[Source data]
>> START
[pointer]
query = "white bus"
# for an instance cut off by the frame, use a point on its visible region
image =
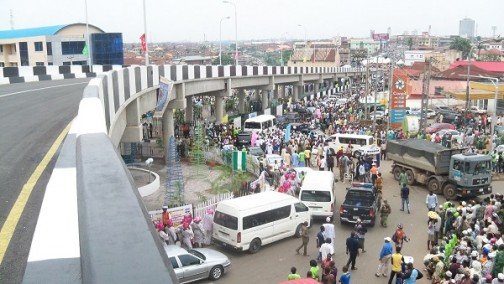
(249, 222)
(344, 140)
(260, 123)
(317, 192)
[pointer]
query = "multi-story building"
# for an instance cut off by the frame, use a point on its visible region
(315, 54)
(59, 45)
(369, 44)
(467, 28)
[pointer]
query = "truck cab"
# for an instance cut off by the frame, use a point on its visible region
(470, 175)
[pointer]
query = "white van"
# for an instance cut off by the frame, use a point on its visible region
(249, 222)
(317, 192)
(260, 123)
(344, 140)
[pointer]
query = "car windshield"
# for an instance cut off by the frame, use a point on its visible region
(315, 196)
(480, 167)
(197, 254)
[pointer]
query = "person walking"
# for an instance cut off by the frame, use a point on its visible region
(304, 237)
(320, 241)
(361, 231)
(403, 178)
(384, 258)
(329, 230)
(397, 261)
(352, 248)
(431, 201)
(385, 210)
(405, 198)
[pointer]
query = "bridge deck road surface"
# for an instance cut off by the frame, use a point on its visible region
(273, 262)
(32, 116)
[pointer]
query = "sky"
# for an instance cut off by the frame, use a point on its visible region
(196, 20)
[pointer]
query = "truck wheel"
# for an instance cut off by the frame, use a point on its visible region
(255, 245)
(434, 186)
(397, 172)
(450, 192)
(410, 176)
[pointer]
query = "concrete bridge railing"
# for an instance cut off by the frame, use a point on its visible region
(93, 226)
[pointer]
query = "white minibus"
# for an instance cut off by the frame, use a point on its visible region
(249, 222)
(259, 123)
(344, 140)
(317, 192)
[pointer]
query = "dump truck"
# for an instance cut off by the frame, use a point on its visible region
(450, 172)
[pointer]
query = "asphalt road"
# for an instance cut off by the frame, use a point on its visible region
(273, 262)
(32, 115)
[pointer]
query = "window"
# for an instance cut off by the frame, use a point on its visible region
(72, 47)
(49, 48)
(300, 207)
(266, 217)
(39, 46)
(316, 196)
(187, 260)
(226, 220)
(174, 262)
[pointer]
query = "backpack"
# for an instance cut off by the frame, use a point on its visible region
(420, 275)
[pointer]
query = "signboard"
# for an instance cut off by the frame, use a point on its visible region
(397, 115)
(398, 101)
(379, 37)
(165, 87)
(176, 214)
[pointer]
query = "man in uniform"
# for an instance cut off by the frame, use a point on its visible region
(384, 212)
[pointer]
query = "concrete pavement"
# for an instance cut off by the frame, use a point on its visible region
(272, 264)
(33, 115)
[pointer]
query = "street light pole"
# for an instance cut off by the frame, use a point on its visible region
(146, 36)
(87, 40)
(220, 39)
(236, 30)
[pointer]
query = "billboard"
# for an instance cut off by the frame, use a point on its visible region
(380, 37)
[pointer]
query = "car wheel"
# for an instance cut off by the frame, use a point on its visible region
(397, 172)
(410, 176)
(297, 234)
(450, 192)
(255, 245)
(434, 186)
(216, 272)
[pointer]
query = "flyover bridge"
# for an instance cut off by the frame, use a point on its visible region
(93, 227)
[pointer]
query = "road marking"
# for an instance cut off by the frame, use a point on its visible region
(15, 214)
(39, 89)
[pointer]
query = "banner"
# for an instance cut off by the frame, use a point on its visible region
(239, 160)
(143, 42)
(165, 87)
(176, 214)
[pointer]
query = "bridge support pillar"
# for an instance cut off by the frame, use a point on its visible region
(168, 124)
(241, 101)
(189, 110)
(265, 99)
(219, 108)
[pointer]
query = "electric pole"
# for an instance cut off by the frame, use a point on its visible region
(425, 94)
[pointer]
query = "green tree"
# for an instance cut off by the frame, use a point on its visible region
(463, 45)
(409, 43)
(226, 60)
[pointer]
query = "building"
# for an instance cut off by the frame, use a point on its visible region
(467, 28)
(369, 44)
(412, 56)
(59, 45)
(315, 54)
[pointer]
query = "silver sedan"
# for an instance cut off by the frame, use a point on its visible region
(196, 264)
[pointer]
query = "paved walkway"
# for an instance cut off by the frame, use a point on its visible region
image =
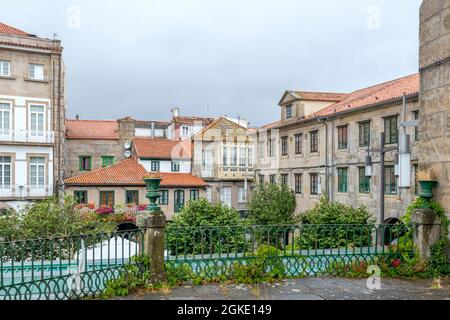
(309, 289)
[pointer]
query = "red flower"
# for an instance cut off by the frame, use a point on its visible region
(396, 263)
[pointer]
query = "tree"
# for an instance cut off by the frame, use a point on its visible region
(205, 228)
(272, 205)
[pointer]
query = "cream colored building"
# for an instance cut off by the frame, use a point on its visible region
(224, 157)
(32, 116)
(320, 144)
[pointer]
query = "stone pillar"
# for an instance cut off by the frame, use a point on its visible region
(154, 224)
(427, 231)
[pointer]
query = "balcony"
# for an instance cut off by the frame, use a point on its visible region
(27, 136)
(25, 192)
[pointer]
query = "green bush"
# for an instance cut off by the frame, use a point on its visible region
(205, 228)
(50, 218)
(334, 225)
(272, 205)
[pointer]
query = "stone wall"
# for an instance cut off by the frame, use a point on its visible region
(435, 93)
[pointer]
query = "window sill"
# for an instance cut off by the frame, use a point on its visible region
(8, 77)
(37, 80)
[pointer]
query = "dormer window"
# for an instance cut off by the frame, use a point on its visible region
(289, 111)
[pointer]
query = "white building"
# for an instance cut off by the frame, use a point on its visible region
(31, 102)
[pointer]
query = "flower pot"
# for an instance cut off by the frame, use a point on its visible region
(153, 184)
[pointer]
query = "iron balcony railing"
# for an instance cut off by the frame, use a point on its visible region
(28, 136)
(64, 268)
(26, 191)
(302, 249)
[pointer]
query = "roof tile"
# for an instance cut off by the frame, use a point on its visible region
(130, 172)
(92, 129)
(162, 148)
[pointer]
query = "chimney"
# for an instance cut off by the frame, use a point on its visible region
(153, 129)
(175, 112)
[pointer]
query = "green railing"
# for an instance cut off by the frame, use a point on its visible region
(303, 249)
(66, 267)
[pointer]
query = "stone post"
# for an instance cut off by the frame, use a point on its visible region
(154, 235)
(153, 221)
(427, 231)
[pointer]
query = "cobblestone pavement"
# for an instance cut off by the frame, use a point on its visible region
(309, 289)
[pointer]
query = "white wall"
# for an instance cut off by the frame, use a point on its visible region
(166, 165)
(21, 166)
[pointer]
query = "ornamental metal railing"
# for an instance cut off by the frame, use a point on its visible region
(65, 268)
(304, 250)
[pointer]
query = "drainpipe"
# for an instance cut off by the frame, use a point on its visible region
(324, 122)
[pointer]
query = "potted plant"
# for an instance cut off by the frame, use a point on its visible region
(427, 181)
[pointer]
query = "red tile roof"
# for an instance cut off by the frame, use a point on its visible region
(383, 92)
(162, 148)
(130, 172)
(4, 28)
(193, 120)
(321, 96)
(92, 129)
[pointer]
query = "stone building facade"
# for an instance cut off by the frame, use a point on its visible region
(32, 106)
(223, 156)
(321, 150)
(435, 94)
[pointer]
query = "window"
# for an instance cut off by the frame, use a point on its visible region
(5, 172)
(175, 166)
(242, 195)
(261, 179)
(364, 181)
(37, 120)
(343, 180)
(36, 72)
(37, 172)
(132, 197)
(416, 129)
(284, 179)
(250, 157)
(179, 200)
(314, 141)
(155, 166)
(225, 156)
(314, 183)
(284, 146)
(80, 197)
(416, 181)
(391, 180)
(209, 194)
(107, 161)
(261, 149)
(233, 161)
(391, 129)
(5, 118)
(242, 157)
(225, 196)
(107, 199)
(298, 184)
(195, 195)
(342, 137)
(164, 199)
(85, 163)
(288, 111)
(298, 143)
(271, 147)
(273, 179)
(364, 134)
(5, 68)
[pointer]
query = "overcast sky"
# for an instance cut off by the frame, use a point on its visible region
>> END
*Request*: The records above must be printed exactly; the pictures stay out.

*Result of the task*:
[pointer]
query = "white bus"
# for an instance cut off by the frame, use a point on its visible region
image =
(249, 222)
(344, 140)
(260, 123)
(317, 192)
[pointer]
query = "multi-story building"
# for an instance cut off by the frame, use a point on its visible region
(315, 54)
(59, 45)
(369, 44)
(467, 28)
[pointer]
query = "truck cab"
# for an instance cut off by the frame, use a point on its visible region
(470, 175)
[pointer]
query = "white van"
# for an instance cut off by the frame, use a point on its visible region
(249, 222)
(317, 192)
(260, 123)
(344, 140)
[pointer]
query = "car windshield"
# for an instance cut off by the frame, use a point on its visible region
(315, 196)
(480, 167)
(197, 254)
[pointer]
query = "person walking"
# for an instance cut off by the frame, use a point on its visible region
(304, 237)
(320, 241)
(361, 231)
(403, 178)
(384, 258)
(329, 230)
(397, 261)
(352, 248)
(431, 201)
(385, 210)
(405, 198)
[pointer]
query = "bridge deck road surface"
# for an instance cut off by the frame, use a point on its visible region
(273, 262)
(32, 116)
[pointer]
query = "sky"
# for an instance cut off by the frame, use a point on its visible region
(196, 20)
[pointer]
query = "truck wheel"
# for an instance cut off by the frame, use a point on its visible region
(255, 245)
(434, 186)
(397, 172)
(450, 192)
(410, 176)
[pointer]
query = "concrete bridge railing"
# for an instance cut off by the frame, use a point on its visible region
(93, 226)
[pointer]
query = "white minibus"
# for an instance cut off by the frame, use a point on its visible region
(249, 222)
(259, 123)
(344, 140)
(317, 192)
[pointer]
query = "dump truck"
# for an instance cut off by the frame, use a point on its visible region
(450, 172)
[pointer]
query = "asphalt road"
# for an instance cut off by the frame, use a point on its visible region
(273, 262)
(32, 115)
[pointer]
query = "window"
# for an instance cut off by the frame, use a point on its visible region
(72, 47)
(49, 48)
(300, 207)
(266, 217)
(39, 46)
(316, 196)
(187, 260)
(226, 220)
(174, 262)
[pointer]
query = "backpack"
# for an instance cut off by the frame, use a point on its visible region
(420, 275)
[pointer]
query = "signboard"
# for an instance cut off by the frame, use a point on its visible region
(397, 115)
(398, 101)
(379, 37)
(165, 87)
(176, 214)
[pointer]
query = "man in uniform"
# for an instance cut off by the frame, use a point on its visible region
(384, 212)
[pointer]
query = "concrete pavement"
# for an instance cut off by the frame, use a point on its visible region
(272, 264)
(33, 115)
[pointer]
query = "street light pole"
# for an instance cut off by the frame, use a point on its visible region
(146, 36)
(87, 40)
(220, 39)
(236, 30)
[pointer]
query = "billboard"
# for an instance cut off by the frame, use a point on its visible region
(380, 37)
[pointer]
query = "car wheel"
# for an instance cut off by the frame, use a point on its visible region
(397, 172)
(410, 176)
(297, 234)
(450, 192)
(255, 245)
(434, 186)
(216, 272)
[pointer]
query = "flyover bridge"
# for an instance cut off by the frame, use a point on its visible region
(93, 227)
[pointer]
query = "road marking"
# for an instance cut off by the frame, use a point on its visible region
(15, 214)
(39, 89)
[pointer]
query = "banner"
# for an instance cut off by the frame, use a point on its visible region
(239, 160)
(143, 42)
(165, 87)
(176, 214)
[pointer]
query = "bridge support pillar"
# for an instance cut off by the frame, use a point on its visible region
(168, 124)
(241, 101)
(189, 110)
(265, 99)
(219, 108)
[pointer]
query = "electric pole"
# for an instance cut off by the frame, use a point on its visible region
(425, 94)
[pointer]
query = "green tree"
# for an instance cut off by the frame, use a point on its visible region
(463, 45)
(409, 43)
(226, 60)
[pointer]
query = "building"
# for an instance cut off by the frame, use a point on its visible region
(467, 28)
(369, 44)
(412, 56)
(59, 45)
(315, 54)
[pointer]
query = "silver sedan"
# for an instance cut off by the frame, use a point on its visible region
(196, 264)
[pointer]
query = "paved walkway"
# for an instance cut off by the frame, use a point on its visible region
image =
(309, 289)
[pointer]
query = "red flower"
# for an instance cut off by the frame, use a point on its visible region
(396, 263)
[pointer]
query = "tree"
# for an instance cut off by the frame, use a point on its visible region
(205, 228)
(272, 205)
[pointer]
query = "cream colored building"
# for an instance cut off by the frame, use a point on its visible region
(224, 157)
(32, 116)
(320, 144)
[pointer]
query = "stone pillar"
# for an instance cut off by the frame, use a point on its visible region
(154, 224)
(427, 231)
[pointer]
query = "balcony"
# for an instance cut off by the frame, use a point on its visible region
(27, 136)
(25, 192)
[pointer]
query = "green bush"
# for an instance cut off by the frame, use a point on its visible region
(205, 228)
(50, 218)
(334, 225)
(272, 205)
[pointer]
query = "stone wall"
# for an instance cut off by the frame, use a point on its visible region
(435, 93)
[pointer]
query = "window sill"
# for an instance cut off by the frame, use a point on its visible region
(8, 77)
(37, 80)
[pointer]
query = "dormer window"
# for an instance cut off by the frame, use a point on its visible region
(289, 111)
[pointer]
query = "white building"
# for an instance cut off by the frame, use a point on its visible region
(31, 102)
[pointer]
query = "flower pot"
# for an instance cut off by the frame, use a point on its visible region
(153, 184)
[pointer]
query = "iron balcony railing"
# for an instance cut off by the frame, use a point on its visible region
(28, 136)
(64, 268)
(26, 191)
(302, 249)
[pointer]
query = "roof tile"
# for an instance cut off by the frame, use a point on its visible region
(130, 172)
(92, 129)
(162, 148)
[pointer]
query = "chimney"
# for an instance cut off by the frame, use a point on its visible region
(153, 129)
(175, 112)
[pointer]
query = "green railing"
# for an instance cut off by the frame, use a point on its visible region
(303, 249)
(66, 267)
[pointer]
query = "stone post"
# for an instance cut off by the frame, use a point on its visible region
(154, 235)
(153, 221)
(427, 231)
[pointer]
query = "cobblestone pavement"
# for an instance cut off by the frame, use a point on its visible region
(309, 289)
[pointer]
query = "white wall"
# for an instance cut off by the frame, use a point on its visible region
(166, 165)
(21, 166)
[pointer]
query = "ornamental metal railing"
# for an instance cut off by the frame, use a point on its visible region
(65, 268)
(304, 250)
[pointer]
query = "drainpipe"
# for an instance cut off by the frame, use a point on its visible region
(324, 122)
[pointer]
query = "potted plant"
# for an instance cut off by the frame, use a point on its visible region
(427, 181)
[pointer]
query = "red tile roof"
# for an instance cut off by the frame, use a point on its visible region
(383, 92)
(162, 148)
(130, 172)
(4, 28)
(193, 120)
(321, 96)
(92, 129)
[pointer]
query = "stone building facade"
# for an instance cut off by the frame, use a point on its visible region
(32, 106)
(223, 156)
(321, 150)
(435, 94)
[pointer]
query = "window"
# for an instance cut off by the frame, use a point on its visible region
(5, 172)
(175, 166)
(242, 195)
(261, 179)
(364, 181)
(37, 120)
(343, 180)
(36, 72)
(37, 172)
(132, 197)
(416, 129)
(284, 179)
(250, 157)
(179, 200)
(314, 141)
(155, 166)
(225, 156)
(314, 183)
(284, 146)
(80, 197)
(416, 181)
(391, 180)
(209, 194)
(107, 161)
(261, 149)
(233, 161)
(391, 129)
(5, 118)
(242, 157)
(225, 196)
(107, 199)
(298, 184)
(195, 195)
(342, 137)
(164, 199)
(85, 163)
(288, 111)
(298, 143)
(271, 147)
(273, 179)
(364, 134)
(5, 68)
[pointer]
query = "overcast sky"
# for an instance cut off by the frame, use a point on its visible region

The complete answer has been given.